Exercise goal: Search each line of the data for the word "below"; copy every line where it is found.

◇ ◇ ◇

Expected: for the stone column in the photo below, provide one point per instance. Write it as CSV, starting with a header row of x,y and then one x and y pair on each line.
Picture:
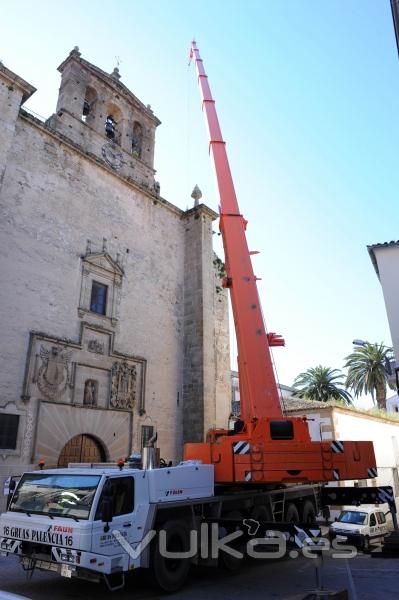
x,y
199,372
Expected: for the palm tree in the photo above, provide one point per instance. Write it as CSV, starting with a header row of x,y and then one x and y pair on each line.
x,y
321,384
367,371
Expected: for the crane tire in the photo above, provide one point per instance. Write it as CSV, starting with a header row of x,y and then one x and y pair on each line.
x,y
169,574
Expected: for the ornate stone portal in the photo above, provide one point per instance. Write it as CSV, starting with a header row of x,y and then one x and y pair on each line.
x,y
78,385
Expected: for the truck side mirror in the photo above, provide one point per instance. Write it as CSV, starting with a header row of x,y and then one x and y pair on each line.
x,y
106,513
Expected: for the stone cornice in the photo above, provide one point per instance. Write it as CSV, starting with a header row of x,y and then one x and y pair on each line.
x,y
201,209
14,79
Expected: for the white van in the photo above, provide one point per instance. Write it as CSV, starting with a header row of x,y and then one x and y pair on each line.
x,y
360,526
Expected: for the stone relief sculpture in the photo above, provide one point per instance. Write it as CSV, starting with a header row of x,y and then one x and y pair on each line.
x,y
123,385
90,393
54,372
95,346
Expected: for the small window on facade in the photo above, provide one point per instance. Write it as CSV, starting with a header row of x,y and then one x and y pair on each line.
x,y
147,431
90,393
381,518
110,127
8,431
137,140
98,302
121,493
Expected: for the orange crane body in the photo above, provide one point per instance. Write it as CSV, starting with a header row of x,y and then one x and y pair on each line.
x,y
269,448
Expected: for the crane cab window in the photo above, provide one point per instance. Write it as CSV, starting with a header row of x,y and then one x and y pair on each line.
x,y
281,430
121,492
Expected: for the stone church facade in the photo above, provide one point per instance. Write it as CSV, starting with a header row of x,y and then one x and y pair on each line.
x,y
113,322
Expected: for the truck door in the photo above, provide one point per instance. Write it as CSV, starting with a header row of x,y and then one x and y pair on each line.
x,y
373,525
382,522
120,492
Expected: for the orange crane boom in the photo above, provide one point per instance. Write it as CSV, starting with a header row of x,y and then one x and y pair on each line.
x,y
258,389
267,447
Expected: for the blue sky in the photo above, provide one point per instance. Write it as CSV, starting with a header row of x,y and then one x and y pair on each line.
x,y
307,93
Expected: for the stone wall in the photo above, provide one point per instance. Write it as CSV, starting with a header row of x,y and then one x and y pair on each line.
x,y
166,314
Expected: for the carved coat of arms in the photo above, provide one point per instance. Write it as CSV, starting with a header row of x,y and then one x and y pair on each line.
x,y
54,372
123,385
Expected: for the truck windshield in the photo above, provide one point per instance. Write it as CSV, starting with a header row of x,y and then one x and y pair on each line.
x,y
55,494
352,516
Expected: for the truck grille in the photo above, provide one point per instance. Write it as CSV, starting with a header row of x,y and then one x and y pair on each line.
x,y
41,551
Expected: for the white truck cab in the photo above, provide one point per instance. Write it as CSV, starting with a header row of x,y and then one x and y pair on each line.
x,y
360,526
58,518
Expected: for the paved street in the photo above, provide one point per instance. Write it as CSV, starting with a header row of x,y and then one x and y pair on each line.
x,y
373,579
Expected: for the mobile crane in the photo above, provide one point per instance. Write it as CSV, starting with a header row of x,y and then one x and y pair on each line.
x,y
270,448
98,522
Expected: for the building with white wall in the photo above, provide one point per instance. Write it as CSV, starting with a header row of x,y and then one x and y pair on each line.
x,y
385,259
333,421
113,321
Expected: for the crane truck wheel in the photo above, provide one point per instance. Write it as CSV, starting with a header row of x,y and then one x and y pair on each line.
x,y
308,512
226,561
291,513
170,574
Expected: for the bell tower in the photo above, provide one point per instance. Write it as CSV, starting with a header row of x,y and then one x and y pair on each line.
x,y
101,115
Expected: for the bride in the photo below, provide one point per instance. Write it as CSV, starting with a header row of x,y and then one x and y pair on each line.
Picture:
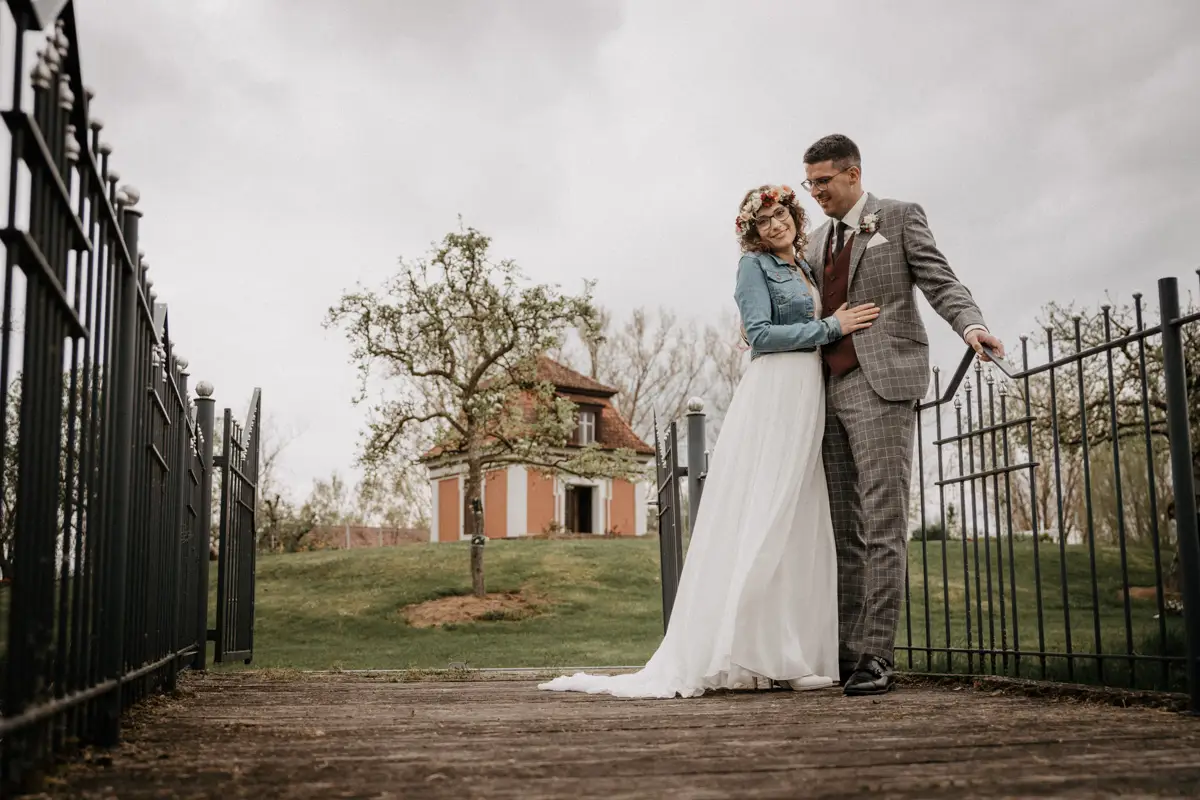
x,y
759,591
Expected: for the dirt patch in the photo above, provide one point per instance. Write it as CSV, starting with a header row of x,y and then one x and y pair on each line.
x,y
493,607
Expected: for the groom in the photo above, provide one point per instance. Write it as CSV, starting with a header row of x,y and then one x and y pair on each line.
x,y
875,251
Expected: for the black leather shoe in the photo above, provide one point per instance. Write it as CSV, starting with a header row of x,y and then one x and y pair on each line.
x,y
873,675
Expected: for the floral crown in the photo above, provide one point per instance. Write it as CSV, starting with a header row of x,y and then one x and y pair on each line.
x,y
784,194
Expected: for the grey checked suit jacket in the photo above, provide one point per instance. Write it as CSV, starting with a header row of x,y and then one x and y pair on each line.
x,y
894,352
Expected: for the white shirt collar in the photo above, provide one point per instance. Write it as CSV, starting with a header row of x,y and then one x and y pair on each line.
x,y
856,214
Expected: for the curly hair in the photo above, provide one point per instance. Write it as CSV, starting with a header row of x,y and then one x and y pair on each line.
x,y
750,240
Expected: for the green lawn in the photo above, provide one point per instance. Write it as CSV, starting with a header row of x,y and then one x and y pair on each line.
x,y
997,618
342,608
604,607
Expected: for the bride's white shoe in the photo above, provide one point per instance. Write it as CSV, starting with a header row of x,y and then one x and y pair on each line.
x,y
810,683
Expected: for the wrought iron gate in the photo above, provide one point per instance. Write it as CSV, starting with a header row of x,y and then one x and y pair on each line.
x,y
234,633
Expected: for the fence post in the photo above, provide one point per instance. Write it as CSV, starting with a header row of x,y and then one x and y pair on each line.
x,y
112,656
695,458
1180,437
205,415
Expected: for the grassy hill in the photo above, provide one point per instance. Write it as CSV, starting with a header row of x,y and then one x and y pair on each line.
x,y
600,603
342,608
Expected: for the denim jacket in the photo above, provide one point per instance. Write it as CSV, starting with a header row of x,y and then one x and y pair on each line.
x,y
777,307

◇ ◇ ◇

Result of this task:
Expected: for the stone column in the photo below, provide one point per instance. Write it as CSV, starting with a header row of x,y and then one x and y pair on each line.
Expected: for the bride in the photo below, provide one point per instance. Write it as CSV, starting with a header row of x,y and then one x and y pair on each line.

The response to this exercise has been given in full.